**Exercise passage:**
The National Medical Commission (NMC) on Tuesday withdrew permission for the Shri Mata Vaishno Devi Institute of Medical Excellence in Reasi, Jammu and Kashmir, to run its MBBS course for the 2025-’26 academic year, the Hindustan Times reported.
The regulatory body said authorities in the Union Territory have been authorised to accommodate students already admitted to the college in other medical colleges to safeguard their interests.
The institute had faced protests in December after releasing its first MBBS admissions list. Of the 50 students selected, 44 were Muslims from Kashmir and six were Hindus from Jammu, of whom only three reportedly joined the course.
Protests were led by the Shri Mata Vaishno Devi Sangharsh Samiti, with participation from the Bharatiya Janata Party, its parent organisation the Rashtriya Swayamsevak Sangh, Shiv Sena, Bajrang Dal, and other Hindutva groups. Protesters demanded that the admissions list be cancelled and that preference be given to Hindu students, citing the institute’s establishment through donations to the Vaishno Devi shrine.
However, the rules do not permit religion to be considered in admissions, as the college is not classified as a minority institution, The Indian Express reported.
In a letter issued on Tuesday, the NMC said its Medical Assessment and Rating Board had invited applications in December 2024 for new medical colleges for the 2025-’26 academic year. Following “scrutiny of documents and physical inspection,” the institute was granted a Letter of Permission to run an MBBS course with 50 seats. “Accordingly, admissions were made by the institution,” the Hindustan Times quoted the letter as saying.
The commission added that over the past two weeks it had received multiple complaints alleging “inadequate infrastructure, insufficient clinical material, shortage of qualified full-time teaching faculty and inadequate number of resident doctors.”
A surprise physical inspection by the Medical Assessment and Rating Board found the “deficiencies” to be “gross and substantial in nature,” the NMC said. The commission added: “Continuation of the institution under such circumstances would have seriously jeopardised the quality of medical education and adversely affected the academic interests of the students.”

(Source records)

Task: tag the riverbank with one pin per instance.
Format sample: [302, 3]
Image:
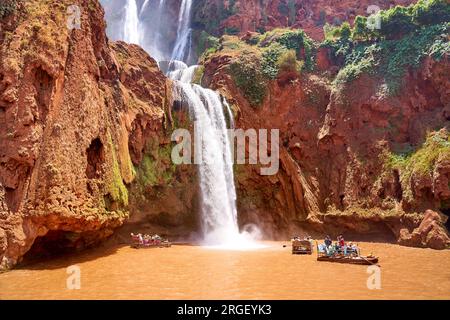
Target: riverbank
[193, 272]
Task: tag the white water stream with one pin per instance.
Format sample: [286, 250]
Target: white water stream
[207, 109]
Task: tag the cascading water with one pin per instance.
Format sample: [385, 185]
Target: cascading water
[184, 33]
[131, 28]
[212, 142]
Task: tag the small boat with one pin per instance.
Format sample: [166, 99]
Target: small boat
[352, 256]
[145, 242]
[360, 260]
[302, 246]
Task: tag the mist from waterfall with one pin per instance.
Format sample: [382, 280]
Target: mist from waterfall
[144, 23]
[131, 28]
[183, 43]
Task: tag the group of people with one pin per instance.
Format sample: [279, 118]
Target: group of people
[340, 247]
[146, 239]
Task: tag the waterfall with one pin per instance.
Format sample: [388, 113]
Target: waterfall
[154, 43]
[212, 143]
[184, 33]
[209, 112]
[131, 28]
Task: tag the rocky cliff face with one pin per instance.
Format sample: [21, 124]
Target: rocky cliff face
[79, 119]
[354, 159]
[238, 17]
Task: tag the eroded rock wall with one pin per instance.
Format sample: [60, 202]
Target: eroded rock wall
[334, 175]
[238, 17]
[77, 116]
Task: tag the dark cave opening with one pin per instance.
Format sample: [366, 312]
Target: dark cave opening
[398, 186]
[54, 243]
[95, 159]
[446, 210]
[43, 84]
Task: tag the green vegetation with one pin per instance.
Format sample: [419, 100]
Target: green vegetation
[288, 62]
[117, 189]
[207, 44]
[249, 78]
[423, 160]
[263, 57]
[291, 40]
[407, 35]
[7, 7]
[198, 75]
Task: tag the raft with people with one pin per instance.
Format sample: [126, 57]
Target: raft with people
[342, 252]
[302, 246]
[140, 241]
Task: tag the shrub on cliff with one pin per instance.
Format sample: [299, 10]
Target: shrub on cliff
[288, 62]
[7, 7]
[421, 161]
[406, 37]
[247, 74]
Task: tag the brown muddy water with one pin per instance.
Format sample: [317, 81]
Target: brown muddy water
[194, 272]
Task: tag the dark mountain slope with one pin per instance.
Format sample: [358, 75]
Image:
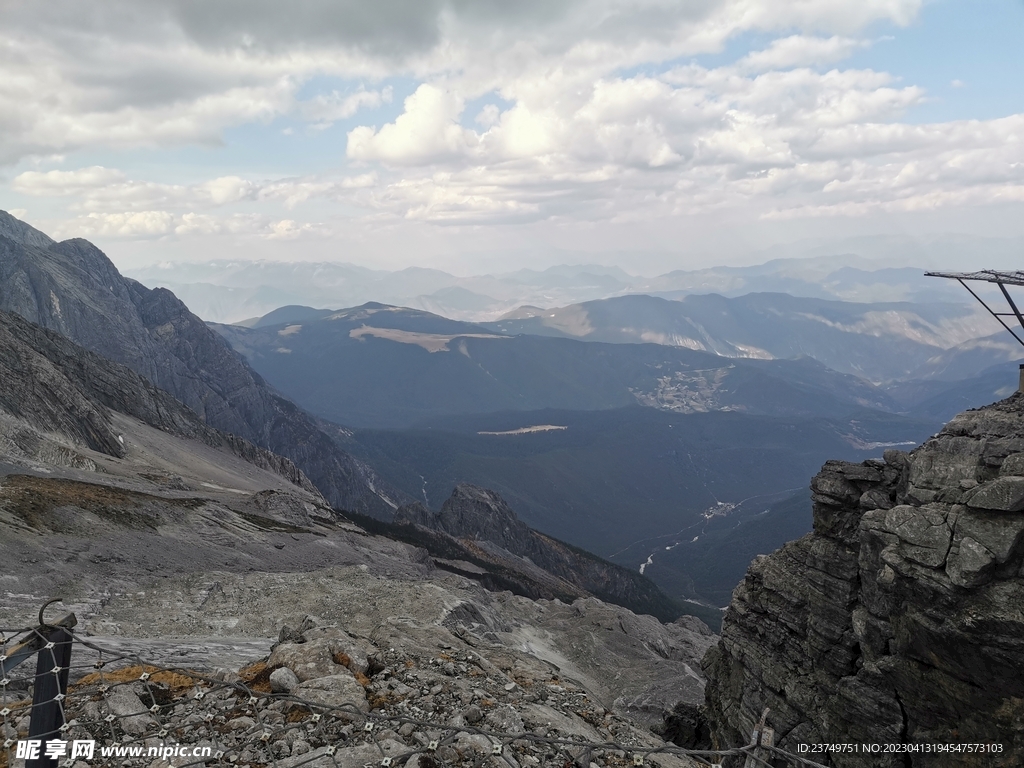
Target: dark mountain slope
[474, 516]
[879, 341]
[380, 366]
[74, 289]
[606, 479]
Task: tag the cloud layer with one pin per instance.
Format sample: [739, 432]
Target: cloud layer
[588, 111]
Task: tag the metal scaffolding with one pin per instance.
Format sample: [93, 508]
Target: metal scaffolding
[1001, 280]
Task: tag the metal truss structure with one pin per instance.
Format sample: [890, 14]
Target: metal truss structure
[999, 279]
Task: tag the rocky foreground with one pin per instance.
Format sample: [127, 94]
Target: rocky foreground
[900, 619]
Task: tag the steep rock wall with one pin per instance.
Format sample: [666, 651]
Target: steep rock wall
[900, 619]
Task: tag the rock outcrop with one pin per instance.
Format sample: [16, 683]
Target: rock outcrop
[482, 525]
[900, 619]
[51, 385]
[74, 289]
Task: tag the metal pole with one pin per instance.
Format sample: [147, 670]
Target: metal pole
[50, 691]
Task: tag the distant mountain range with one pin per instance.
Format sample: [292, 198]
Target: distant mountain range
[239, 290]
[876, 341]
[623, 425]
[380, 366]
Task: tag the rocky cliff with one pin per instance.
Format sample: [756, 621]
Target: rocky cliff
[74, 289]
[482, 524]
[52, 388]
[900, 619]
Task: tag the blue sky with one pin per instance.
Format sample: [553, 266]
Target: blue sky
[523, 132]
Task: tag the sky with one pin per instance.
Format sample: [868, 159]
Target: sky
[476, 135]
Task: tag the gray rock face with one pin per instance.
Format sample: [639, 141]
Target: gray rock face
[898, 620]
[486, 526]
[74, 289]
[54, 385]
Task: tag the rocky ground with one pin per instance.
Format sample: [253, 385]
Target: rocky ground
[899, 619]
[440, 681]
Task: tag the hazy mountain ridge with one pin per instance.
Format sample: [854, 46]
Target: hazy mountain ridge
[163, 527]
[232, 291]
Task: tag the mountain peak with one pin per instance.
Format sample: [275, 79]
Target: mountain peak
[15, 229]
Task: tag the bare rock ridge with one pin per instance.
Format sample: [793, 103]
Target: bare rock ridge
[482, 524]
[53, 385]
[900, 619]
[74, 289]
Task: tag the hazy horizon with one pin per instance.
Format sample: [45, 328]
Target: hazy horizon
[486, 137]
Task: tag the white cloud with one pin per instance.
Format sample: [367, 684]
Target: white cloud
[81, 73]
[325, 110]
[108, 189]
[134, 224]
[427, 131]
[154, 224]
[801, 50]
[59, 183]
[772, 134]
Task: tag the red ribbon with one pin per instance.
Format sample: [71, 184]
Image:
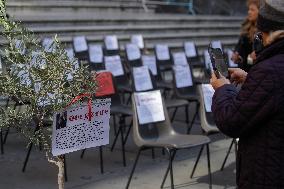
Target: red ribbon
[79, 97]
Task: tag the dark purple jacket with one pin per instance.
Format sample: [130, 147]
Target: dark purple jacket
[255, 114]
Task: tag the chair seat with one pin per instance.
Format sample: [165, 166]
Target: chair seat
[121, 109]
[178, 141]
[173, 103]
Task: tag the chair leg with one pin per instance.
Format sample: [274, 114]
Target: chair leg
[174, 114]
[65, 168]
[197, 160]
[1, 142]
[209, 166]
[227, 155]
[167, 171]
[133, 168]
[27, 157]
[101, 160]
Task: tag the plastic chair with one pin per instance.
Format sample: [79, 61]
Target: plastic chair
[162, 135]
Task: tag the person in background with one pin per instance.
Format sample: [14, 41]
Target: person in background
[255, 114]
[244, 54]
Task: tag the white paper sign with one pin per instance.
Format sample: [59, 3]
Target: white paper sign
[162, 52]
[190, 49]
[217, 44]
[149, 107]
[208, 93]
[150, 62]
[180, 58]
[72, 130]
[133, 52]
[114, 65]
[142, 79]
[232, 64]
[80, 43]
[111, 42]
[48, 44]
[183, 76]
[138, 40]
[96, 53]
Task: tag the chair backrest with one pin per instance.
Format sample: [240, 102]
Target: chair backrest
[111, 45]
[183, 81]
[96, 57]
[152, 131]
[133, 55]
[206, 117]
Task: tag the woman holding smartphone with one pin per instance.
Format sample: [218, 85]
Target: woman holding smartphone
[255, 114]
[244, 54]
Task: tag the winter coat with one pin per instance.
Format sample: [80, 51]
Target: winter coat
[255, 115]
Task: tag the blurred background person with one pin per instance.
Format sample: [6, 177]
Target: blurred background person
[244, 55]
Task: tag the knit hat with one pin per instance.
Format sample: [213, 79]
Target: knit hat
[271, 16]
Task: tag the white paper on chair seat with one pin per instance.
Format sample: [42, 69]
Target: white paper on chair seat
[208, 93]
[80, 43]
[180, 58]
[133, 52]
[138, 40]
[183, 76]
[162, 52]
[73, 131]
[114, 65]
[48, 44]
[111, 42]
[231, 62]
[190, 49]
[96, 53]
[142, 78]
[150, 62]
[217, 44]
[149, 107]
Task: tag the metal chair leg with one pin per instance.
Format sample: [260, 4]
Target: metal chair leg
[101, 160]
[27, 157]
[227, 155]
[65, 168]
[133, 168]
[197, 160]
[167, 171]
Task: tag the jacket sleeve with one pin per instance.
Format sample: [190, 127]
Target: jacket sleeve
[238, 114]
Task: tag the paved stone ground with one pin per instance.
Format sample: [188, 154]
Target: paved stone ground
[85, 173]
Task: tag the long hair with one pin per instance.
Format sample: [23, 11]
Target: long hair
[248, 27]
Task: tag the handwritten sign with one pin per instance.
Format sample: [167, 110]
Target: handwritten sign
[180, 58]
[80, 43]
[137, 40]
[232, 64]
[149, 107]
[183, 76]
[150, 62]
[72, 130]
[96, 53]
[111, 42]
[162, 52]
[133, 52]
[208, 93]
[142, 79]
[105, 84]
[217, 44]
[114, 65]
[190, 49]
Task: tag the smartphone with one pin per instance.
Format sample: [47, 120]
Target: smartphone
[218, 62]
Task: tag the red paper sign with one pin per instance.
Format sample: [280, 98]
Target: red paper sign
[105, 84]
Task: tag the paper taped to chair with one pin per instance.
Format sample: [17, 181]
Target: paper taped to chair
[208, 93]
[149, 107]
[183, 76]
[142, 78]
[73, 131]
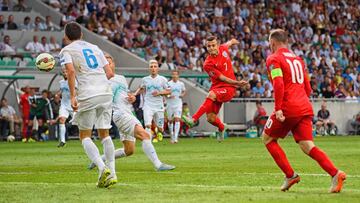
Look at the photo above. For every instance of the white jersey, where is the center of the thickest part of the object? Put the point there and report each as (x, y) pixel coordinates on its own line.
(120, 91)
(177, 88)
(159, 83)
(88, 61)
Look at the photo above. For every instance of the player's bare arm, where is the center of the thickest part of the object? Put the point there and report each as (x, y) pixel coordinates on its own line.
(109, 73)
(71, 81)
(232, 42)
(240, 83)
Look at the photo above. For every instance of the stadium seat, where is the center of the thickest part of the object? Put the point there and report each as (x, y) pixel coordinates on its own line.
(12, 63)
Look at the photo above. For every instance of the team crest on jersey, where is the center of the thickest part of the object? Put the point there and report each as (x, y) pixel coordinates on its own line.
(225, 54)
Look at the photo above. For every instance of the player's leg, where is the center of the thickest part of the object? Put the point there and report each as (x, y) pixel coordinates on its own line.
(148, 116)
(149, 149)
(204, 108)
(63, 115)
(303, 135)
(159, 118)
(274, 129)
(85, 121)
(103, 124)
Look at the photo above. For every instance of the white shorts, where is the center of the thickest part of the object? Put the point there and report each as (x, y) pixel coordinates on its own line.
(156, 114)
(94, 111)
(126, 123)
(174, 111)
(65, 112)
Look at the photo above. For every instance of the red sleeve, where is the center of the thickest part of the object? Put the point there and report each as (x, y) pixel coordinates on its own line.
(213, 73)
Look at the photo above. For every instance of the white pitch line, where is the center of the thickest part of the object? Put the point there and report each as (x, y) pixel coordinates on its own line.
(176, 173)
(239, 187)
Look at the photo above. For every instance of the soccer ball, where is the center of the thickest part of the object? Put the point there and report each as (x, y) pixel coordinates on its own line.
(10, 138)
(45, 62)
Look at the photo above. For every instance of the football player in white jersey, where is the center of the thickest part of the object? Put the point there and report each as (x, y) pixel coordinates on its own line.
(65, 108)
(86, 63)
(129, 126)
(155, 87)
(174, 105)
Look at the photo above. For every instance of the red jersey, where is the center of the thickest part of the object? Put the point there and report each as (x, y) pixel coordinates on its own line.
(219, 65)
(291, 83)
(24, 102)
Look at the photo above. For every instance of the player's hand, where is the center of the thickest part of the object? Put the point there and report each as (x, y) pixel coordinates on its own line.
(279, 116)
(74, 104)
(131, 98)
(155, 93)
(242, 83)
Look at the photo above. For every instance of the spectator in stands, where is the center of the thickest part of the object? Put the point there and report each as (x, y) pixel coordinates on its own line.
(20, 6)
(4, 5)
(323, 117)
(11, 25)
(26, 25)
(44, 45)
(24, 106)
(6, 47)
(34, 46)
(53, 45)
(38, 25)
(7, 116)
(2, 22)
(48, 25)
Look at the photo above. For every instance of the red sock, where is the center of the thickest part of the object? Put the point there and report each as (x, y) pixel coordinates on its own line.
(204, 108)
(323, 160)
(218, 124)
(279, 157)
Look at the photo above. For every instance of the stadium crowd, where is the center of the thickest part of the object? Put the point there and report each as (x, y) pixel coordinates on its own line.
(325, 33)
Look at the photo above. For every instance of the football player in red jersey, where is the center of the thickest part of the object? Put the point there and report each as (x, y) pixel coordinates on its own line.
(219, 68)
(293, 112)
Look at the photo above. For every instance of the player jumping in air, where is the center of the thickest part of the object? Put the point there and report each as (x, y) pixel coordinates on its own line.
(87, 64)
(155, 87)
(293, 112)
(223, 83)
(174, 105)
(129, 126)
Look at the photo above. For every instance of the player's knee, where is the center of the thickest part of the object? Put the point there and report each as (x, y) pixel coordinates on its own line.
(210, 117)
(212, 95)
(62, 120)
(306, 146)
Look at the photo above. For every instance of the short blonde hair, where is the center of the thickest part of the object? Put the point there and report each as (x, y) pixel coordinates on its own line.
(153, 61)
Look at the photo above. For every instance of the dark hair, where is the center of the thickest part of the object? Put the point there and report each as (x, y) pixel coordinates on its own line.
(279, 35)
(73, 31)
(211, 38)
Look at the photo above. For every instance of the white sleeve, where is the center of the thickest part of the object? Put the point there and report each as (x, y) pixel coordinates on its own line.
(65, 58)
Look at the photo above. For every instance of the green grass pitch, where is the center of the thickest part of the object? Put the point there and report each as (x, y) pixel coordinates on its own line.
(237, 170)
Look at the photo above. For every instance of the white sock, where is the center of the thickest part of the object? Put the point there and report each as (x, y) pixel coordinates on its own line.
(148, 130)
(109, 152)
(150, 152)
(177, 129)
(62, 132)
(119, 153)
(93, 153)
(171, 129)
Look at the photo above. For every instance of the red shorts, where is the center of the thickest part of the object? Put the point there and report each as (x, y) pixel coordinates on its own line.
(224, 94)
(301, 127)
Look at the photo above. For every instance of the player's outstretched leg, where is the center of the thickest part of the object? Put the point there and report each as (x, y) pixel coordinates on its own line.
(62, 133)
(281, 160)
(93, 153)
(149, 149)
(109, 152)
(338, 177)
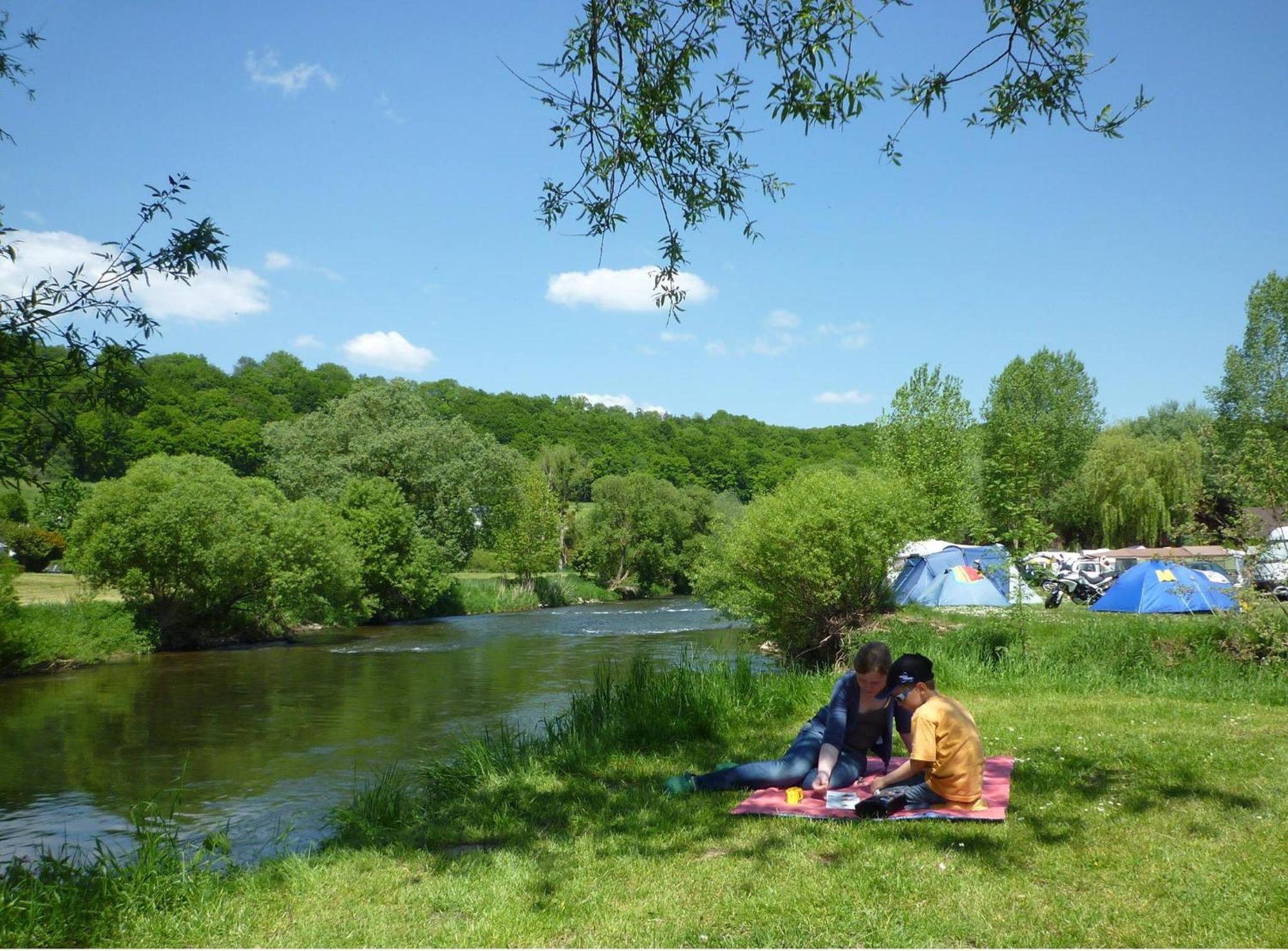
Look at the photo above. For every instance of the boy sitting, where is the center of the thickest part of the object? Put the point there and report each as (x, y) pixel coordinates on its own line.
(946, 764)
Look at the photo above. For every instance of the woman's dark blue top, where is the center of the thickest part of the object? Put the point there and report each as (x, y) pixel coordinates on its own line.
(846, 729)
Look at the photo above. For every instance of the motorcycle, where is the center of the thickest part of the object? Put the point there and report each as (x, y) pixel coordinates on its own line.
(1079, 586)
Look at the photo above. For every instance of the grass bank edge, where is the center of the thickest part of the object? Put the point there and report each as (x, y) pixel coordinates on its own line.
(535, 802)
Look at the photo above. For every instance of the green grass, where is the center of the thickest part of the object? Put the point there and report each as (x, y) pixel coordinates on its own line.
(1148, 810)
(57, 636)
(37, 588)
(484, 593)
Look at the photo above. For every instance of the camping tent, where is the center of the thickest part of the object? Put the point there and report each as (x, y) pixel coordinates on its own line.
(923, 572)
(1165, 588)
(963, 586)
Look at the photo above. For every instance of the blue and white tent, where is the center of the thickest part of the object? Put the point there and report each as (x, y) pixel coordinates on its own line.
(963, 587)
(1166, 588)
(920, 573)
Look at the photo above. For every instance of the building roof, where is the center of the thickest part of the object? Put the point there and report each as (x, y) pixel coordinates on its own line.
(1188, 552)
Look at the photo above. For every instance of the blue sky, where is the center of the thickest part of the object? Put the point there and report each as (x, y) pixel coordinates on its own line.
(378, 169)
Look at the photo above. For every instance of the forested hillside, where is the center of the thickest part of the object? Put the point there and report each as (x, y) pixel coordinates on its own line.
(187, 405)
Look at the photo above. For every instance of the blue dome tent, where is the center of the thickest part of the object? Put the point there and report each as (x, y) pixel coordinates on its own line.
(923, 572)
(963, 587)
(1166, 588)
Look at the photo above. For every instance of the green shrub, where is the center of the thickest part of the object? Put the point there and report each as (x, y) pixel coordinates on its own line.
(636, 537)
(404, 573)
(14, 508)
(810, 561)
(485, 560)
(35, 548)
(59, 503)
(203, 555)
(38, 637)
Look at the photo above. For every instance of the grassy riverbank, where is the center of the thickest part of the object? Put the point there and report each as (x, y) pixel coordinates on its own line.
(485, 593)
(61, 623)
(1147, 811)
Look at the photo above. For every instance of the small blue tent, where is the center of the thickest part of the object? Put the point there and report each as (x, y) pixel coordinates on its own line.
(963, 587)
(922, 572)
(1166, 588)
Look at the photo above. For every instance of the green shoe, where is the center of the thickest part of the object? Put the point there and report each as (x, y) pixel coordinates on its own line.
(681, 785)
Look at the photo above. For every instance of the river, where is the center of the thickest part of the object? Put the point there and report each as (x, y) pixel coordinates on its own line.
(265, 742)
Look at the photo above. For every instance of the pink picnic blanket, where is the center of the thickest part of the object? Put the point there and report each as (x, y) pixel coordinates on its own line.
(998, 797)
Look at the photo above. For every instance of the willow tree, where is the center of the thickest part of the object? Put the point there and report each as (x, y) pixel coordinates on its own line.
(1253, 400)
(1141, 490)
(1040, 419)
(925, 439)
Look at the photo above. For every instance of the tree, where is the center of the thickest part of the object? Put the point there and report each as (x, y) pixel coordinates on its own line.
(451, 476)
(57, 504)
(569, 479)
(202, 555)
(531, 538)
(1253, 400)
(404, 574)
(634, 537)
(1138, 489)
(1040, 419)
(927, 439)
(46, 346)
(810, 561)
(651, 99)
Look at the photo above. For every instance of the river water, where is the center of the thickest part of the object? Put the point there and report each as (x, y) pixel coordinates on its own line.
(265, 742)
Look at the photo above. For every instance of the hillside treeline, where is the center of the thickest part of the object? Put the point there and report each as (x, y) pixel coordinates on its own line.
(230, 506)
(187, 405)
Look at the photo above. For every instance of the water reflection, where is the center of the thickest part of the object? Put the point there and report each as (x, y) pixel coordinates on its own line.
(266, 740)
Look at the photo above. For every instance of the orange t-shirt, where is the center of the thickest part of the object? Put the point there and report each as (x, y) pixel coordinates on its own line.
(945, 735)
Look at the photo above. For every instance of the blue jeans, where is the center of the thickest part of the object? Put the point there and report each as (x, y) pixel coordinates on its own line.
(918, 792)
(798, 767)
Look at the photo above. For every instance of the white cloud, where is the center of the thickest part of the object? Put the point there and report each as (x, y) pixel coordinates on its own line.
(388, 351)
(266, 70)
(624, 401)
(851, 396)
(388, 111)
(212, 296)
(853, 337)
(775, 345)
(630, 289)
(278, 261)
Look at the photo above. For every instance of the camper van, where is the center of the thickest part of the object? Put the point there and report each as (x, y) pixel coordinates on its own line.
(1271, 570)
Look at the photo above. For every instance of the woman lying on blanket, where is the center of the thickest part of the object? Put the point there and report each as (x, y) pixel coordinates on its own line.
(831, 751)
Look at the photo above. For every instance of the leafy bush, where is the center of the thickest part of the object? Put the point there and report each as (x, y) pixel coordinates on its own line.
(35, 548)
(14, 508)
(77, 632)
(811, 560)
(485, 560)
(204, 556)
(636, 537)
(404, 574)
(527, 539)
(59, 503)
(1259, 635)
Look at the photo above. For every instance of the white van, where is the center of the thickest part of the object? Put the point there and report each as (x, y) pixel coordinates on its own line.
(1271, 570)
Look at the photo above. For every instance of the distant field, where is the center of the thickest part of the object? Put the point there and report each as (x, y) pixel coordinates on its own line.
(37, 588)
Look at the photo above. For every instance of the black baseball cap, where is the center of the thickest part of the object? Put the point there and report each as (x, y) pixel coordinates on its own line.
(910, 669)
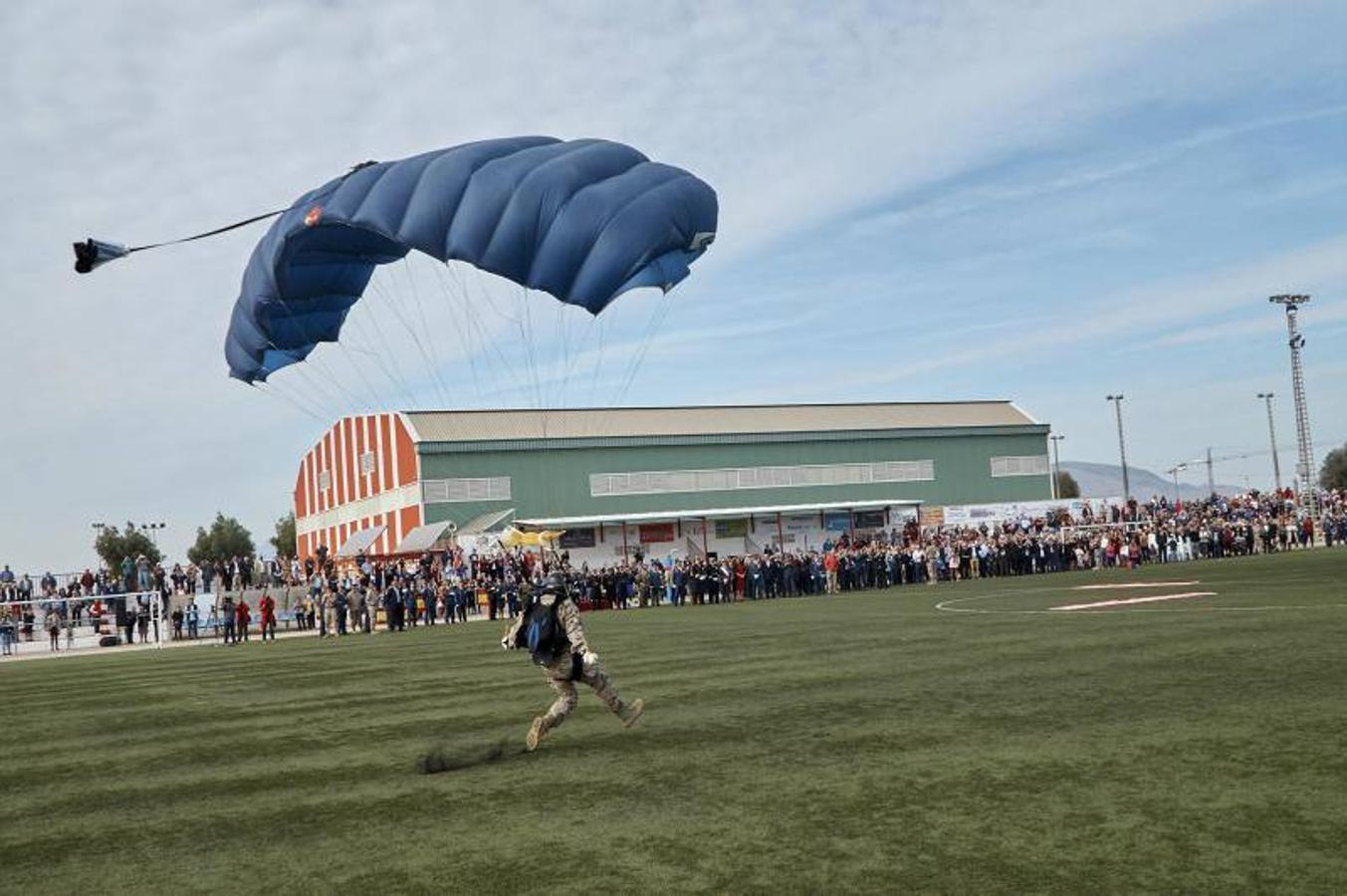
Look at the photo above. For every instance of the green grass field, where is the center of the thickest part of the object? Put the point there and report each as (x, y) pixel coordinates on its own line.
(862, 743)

**Work request 1:** Reproduce the part of the news report that opens with the words containing "The National Medical" and closes with "joined the course.".
**Work request 2:** Why, according to the news report, can religion not be considered in admissions to the institute? Answer in one to three sentences.
**Work request 3:** How many MBBS seats did the Letter of Permission in the news report allow the institute?
The data here was drawn from a different source than the news report.

**Answer box 1:**
The National Medical Commission (NMC) on Tuesday withdrew permission for the Shri Mata Vaishno Devi Institute of Medical Excellence in Reasi, Jammu and Kashmir, to run its MBBS course for the 2025-’26 academic year, the Hindustan Times reported.
The regulatory body said authorities in the Union Territory have been authorised to accommodate students already admitted to the college in other medical colleges to safeguard their interests.
The institute had faced protests in December after releasing its first MBBS admissions list. Of the 50 students selected, 44 were Muslims from Kashmir and six were Hindus from Jammu, of whom only three reportedly joined the course.

**Answer box 2:** The rules do not permit religion to be considered in admissions because the college is not classified as a minority institution, as The Indian Express reported.

**Answer box 3:** It allowed 50 seats.